• _Problem set_
**A.** Reproduce word for word the section of the Dragon Shaman forum thread below that opens with the words containing "# Help with" and closes with "Vanderbilt (Feb 1, 2009)".
**B.** Carry on the Dragon Shaman forum thread below, picking up right after its final sentence.

** start of Provided passage **

# Help with Dragon Shaman



## SeanXD (Feb 1, 2009)

Hi, I just recently started playing D&D (havent even finished my 1st campaign yet) and I really need help about how to build a good Dragon Shaman. For example, What is a good race/totem/feat list/equipment or anything like that that would maximaize playing as a Dragon Shaman. I know they focus heavy on support with their auras and touch of vitality and that they can be like a backup tank, but im too nooby to know much else about how to really play them. If anyone could give me a good build or give some suggestions about Dragon Shamans in general for when a get to re-build my character... it would be greatly appreciated.


----------



## Nicholas Vanderbilt (Feb 1, 2009)

A Dragon Shaman is rather widely versatile and as such there are several good options open to it. Their known primary abilities to invest in are Strength (for general melee combat) Constitution (for more hp and for an increased save dc on your breath weapon [the number that a target has to beat on a reflex save to dodge the damage]) and Charisma (for the healing points of the Touch of Vitality)
These of course are the primes to consider should you adopt only the Dragon Shaman class. So the question to ask is what type of character do you want to be? Typicaly only 2 Ability scores get focused on heavily (Especialy if you do point buy as opposed to rolled out scores) and as such you could consider a combo of Str + Con, Str + Cha, or Con + Cha. If you keep Strength lower your character will be less likely to focus on doing mass damage and more focused on how much they can take and how much they can eventually heal. If you drop the Constitution you'll likely make for a bruiser that relies on auras to beef their defenses or attacks. If you drop Charisma then you'd wind up relying on your class levels for your healing and be a general bruiser with aura capabilities.

** end of Provided passage **
** start of Supplied entries **

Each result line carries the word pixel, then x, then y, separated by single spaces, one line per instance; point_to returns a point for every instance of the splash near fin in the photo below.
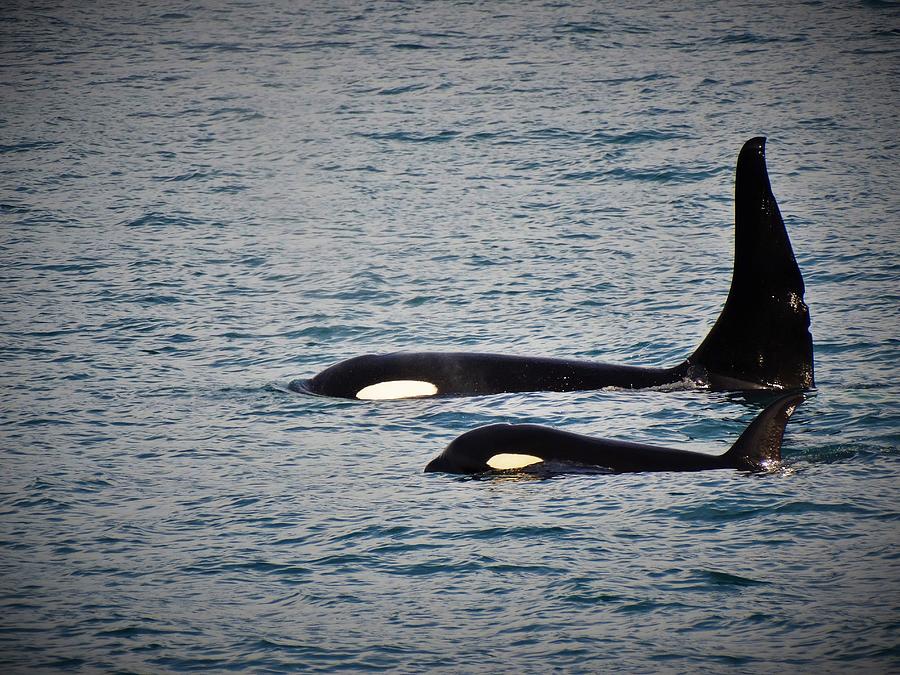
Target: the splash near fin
pixel 760 445
pixel 762 337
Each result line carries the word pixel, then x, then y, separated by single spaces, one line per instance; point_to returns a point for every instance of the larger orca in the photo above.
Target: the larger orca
pixel 517 446
pixel 761 339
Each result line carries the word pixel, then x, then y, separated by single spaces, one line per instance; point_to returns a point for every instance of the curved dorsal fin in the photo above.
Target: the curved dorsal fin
pixel 762 335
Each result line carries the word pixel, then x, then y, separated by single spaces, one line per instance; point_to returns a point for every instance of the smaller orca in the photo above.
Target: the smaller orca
pixel 500 447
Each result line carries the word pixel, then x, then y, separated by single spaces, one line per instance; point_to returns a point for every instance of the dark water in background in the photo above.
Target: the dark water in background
pixel 202 202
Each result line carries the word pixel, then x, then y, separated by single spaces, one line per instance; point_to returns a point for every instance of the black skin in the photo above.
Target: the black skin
pixel 758 448
pixel 761 339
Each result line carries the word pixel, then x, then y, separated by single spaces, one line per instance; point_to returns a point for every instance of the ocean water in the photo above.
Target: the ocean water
pixel 201 202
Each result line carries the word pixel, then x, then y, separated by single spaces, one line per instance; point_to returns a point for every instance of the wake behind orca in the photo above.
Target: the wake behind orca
pixel 516 446
pixel 761 339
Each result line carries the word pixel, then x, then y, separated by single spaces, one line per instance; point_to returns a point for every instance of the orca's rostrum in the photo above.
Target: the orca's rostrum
pixel 501 447
pixel 761 339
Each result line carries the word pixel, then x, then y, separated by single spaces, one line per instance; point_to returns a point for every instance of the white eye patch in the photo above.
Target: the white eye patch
pixel 507 460
pixel 393 389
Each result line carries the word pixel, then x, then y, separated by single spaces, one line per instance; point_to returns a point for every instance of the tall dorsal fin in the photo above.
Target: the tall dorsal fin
pixel 762 337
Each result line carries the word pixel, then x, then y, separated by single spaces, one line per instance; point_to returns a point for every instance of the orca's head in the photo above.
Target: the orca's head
pixel 496 447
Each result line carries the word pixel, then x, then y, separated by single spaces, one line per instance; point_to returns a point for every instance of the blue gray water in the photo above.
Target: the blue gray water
pixel 201 202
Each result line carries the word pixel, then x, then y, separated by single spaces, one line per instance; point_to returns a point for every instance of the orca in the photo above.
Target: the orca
pixel 761 339
pixel 503 447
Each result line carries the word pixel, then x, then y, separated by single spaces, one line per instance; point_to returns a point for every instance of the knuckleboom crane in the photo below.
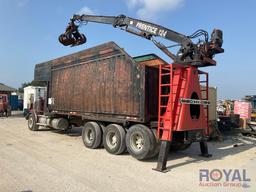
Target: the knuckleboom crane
pixel 185 110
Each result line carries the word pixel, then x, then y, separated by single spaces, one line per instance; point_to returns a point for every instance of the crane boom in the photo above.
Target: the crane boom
pixel 197 54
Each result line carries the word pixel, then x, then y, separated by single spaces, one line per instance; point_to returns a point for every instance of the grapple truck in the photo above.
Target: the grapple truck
pixel 141 104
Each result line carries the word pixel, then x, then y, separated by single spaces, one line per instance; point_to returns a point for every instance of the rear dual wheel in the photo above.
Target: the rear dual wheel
pixel 114 139
pixel 92 135
pixel 141 142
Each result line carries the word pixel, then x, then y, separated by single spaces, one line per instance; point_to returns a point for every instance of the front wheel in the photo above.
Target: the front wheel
pixel 141 142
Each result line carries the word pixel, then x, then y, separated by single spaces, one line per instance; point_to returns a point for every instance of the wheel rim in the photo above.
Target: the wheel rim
pixel 30 122
pixel 137 141
pixel 111 139
pixel 89 136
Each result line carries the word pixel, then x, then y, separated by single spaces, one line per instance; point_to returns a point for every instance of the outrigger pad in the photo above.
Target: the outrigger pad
pixel 204 149
pixel 162 158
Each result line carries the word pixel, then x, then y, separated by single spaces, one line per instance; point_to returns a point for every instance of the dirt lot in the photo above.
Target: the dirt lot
pixel 51 161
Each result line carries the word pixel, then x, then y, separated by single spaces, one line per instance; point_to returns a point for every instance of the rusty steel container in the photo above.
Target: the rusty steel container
pixel 103 83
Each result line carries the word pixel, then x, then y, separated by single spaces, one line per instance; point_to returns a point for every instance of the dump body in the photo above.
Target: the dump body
pixel 103 83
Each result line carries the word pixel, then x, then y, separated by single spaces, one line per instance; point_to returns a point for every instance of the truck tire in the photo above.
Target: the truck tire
pixel 91 135
pixel 102 127
pixel 114 139
pixel 32 122
pixel 141 142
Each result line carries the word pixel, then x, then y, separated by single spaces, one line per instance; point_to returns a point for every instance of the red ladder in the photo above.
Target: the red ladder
pixel 204 85
pixel 169 105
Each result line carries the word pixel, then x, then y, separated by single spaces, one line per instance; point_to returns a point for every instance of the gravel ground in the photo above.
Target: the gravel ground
pixel 52 161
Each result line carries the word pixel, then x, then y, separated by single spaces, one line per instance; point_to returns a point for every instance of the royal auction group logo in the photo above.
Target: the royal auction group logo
pixel 232 178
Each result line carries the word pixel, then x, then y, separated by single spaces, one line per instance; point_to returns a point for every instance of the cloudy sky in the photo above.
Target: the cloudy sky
pixel 30 28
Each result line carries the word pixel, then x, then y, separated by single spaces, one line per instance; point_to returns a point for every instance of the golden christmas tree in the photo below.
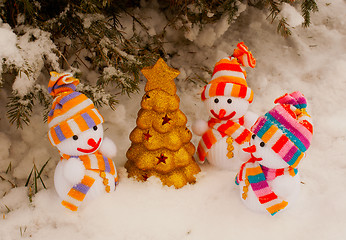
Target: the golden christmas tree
pixel 161 144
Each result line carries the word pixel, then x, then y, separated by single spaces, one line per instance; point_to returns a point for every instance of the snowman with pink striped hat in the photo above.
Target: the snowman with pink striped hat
pixel 227 98
pixel 85 170
pixel 269 181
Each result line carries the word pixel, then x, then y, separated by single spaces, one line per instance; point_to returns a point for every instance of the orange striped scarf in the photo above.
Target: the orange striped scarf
pixel 98 165
pixel 217 131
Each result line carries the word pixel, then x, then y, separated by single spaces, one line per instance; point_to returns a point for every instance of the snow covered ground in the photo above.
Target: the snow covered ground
pixel 312 61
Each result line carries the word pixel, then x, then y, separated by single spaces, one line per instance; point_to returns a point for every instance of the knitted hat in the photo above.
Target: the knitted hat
pixel 72 112
pixel 287 128
pixel 228 78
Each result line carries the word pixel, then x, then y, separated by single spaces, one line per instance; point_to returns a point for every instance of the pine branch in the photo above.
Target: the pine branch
pixel 20 109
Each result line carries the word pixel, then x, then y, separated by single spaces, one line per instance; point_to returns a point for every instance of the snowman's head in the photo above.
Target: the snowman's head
pixel 283 134
pixel 227 95
pixel 264 154
pixel 86 142
pixel 226 108
pixel 75 125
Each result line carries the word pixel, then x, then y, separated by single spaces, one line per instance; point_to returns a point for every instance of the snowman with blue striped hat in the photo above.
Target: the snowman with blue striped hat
pixel 227 98
pixel 269 181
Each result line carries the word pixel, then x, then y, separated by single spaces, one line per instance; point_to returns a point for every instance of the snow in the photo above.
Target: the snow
pixel 312 61
pixel 292 16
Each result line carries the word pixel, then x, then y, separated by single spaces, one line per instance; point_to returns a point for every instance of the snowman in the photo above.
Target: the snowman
pixel 227 98
pixel 75 128
pixel 269 181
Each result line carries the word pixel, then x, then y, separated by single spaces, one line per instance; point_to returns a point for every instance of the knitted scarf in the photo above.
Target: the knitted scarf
pixel 97 165
pixel 218 130
pixel 257 176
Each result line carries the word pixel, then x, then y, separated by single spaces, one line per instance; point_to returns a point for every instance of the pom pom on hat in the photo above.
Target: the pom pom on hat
pixel 287 128
pixel 72 112
pixel 229 78
pixel 61 83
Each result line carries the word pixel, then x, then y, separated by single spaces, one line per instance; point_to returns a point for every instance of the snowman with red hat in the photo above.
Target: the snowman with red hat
pixel 75 128
pixel 269 181
pixel 227 98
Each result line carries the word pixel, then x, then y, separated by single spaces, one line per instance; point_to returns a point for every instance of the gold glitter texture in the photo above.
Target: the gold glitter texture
pixel 161 144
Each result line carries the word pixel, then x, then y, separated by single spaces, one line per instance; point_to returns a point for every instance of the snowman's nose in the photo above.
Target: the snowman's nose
pixel 250 149
pixel 222 113
pixel 91 142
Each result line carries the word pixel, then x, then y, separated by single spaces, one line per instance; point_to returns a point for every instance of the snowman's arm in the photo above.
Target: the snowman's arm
pixel 108 148
pixel 199 127
pixel 73 170
pixel 249 119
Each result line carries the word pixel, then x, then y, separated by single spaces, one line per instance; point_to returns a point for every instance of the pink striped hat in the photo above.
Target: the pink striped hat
pixel 287 128
pixel 229 78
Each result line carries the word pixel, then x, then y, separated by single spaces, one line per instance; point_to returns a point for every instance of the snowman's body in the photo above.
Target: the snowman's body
pixel 285 186
pixel 63 185
pixel 227 153
pixel 70 172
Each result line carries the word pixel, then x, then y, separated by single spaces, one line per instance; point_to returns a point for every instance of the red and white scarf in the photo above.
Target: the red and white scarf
pixel 218 130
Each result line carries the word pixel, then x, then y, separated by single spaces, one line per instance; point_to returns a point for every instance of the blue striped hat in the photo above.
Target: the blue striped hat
pixel 72 112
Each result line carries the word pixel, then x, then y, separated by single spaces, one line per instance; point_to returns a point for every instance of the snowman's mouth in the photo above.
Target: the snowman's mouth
pixel 93 149
pixel 222 115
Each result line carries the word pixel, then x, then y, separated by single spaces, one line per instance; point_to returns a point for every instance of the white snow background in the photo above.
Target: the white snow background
pixel 312 61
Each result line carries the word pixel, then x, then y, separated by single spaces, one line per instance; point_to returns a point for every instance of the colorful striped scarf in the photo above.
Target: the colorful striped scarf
pixel 217 131
pixel 257 176
pixel 96 165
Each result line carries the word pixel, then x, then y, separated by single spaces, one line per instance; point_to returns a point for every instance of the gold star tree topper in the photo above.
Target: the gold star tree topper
pixel 155 75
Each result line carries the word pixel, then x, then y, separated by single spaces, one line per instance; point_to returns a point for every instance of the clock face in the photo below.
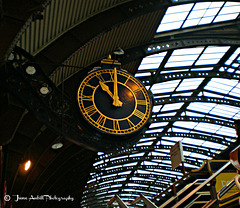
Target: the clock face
pixel 114 102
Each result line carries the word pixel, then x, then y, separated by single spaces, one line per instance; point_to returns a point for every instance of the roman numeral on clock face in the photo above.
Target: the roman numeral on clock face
pixel 87 97
pixel 139 114
pixel 141 102
pixel 116 125
pixel 90 110
pixel 101 120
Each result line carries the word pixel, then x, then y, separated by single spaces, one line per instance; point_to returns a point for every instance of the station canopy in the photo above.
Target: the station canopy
pixel 196 99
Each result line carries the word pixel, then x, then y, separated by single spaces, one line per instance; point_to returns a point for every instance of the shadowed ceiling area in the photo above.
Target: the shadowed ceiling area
pixel 187 55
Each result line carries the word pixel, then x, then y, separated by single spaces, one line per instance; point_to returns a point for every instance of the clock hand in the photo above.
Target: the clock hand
pixel 116 101
pixel 105 88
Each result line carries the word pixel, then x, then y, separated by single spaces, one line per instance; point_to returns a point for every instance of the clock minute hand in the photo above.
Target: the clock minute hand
pixel 116 101
pixel 105 88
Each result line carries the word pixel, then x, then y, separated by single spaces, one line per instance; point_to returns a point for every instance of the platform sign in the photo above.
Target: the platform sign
pixel 176 154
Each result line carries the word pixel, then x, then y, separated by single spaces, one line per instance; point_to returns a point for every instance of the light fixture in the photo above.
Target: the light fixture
pixel 57 145
pixel 27 165
pixel 44 90
pixel 30 70
pixel 118 51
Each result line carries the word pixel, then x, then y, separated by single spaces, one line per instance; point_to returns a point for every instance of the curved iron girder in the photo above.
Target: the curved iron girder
pixel 54 108
pixel 186 99
pixel 157 46
pixel 185 75
pixel 16 17
pixel 93 27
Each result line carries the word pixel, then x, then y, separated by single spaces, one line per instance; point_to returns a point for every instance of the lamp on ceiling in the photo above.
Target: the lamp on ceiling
pixel 57 144
pixel 118 51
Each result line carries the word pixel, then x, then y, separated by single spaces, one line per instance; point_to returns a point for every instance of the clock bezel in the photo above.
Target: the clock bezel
pixel 136 129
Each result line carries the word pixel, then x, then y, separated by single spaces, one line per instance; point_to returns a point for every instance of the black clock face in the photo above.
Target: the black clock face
pixel 114 102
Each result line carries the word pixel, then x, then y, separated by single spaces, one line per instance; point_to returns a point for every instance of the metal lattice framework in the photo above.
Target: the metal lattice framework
pixel 195 103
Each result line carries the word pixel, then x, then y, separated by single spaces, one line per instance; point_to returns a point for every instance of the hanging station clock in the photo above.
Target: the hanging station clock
pixel 113 102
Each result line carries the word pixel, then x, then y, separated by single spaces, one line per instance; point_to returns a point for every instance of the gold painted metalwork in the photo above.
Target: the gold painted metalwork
pixel 129 85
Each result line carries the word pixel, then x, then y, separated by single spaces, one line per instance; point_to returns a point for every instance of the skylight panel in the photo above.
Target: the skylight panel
pixel 188 124
pixel 228 12
pixel 173 106
pixel 156 108
pixel 212 55
pixel 158 124
pixel 221 85
pixel 235 91
pixel 226 131
pixel 189 84
pixel 224 111
pixel 201 107
pixel 233 57
pixel 184 57
pixel 207 127
pixel 213 145
pixel 174 17
pixel 164 87
pixel 152 61
pixel 187 15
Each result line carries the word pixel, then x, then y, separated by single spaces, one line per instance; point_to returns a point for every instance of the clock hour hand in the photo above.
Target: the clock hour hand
pixel 116 101
pixel 105 88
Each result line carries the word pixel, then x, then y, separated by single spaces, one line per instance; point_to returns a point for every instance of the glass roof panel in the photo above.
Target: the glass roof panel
pixel 198 109
pixel 152 61
pixel 183 16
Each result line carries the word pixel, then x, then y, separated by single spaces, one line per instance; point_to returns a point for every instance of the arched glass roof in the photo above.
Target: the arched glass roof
pixel 196 92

** end of Supplied entries **

• _Answers to the problems_
**A.**
# Help with Dragon Shaman



## SeanXD (Feb 1, 2009)

Hi, I just recently started playing D&D (havent even finished my 1st campaign yet) and I really need help about how to build a good Dragon Shaman. For example, What is a good race/totem/feat list/equipment or anything like that that would maximaize playing as a Dragon Shaman. I know they focus heavy on support with their auras and touch of vitality and that they can be like a backup tank, but im too nooby to know much else about how to really play them. If anyone could give me a good build or give some suggestions about Dragon Shamans in general for when a get to re-build my character... it would be greatly appreciated.


----------



## Nicholas Vanderbilt (Feb 1, 2009)

**B.**
These of course aren't your only options though, the versatility of the 3 stats allows you to be open toward multiclassing as several other classes. For example I've made a cohort for my character who started out as a cleric and became a dragon shaman. I focused the character into Cha and Wis heavily. She's essentially and anti-undead character who also is big on healing and buffing. Her high charisma and some items that helped boost it up further Made it so that she can use several Turning uses against Undeads, and enables her a large Touch of Vitality healing. In addition I gave her a feat called Sacred Healing which allows you to use up a Turning attempt to cause a large amount of healing in an area. Also she has the Double Draconic Aura feat to allow her to have 2 of her auras active at once.

Simply put it can combo well with several things by following any path involving Cha or Str and well Con just simply helps any class based on increased HP if nothing else.


----------



## SeanXD (Feb 1, 2009)

TBH, I tend to want to go in and fight a bit, so i think i would probly want to have a char with high str., the dual buff sounds realy good (what is the exact name?), for the power& defensive aura at once, but what other two feats would be useful for a DS who would want to get in the action a little more than a standard healer/buffer? 

Also, I read that oyu can get some nifty options if you pick to be a Dragonborn race, what could i get from choosing that race exactly?


----------



## Dragonwriter (Feb 1, 2009)

Dragon Shamans are a lot of fun. You can handle a variety of situations and get some sweet abilities depending on what dragon you chose for your totem. So, what's your totem dragon?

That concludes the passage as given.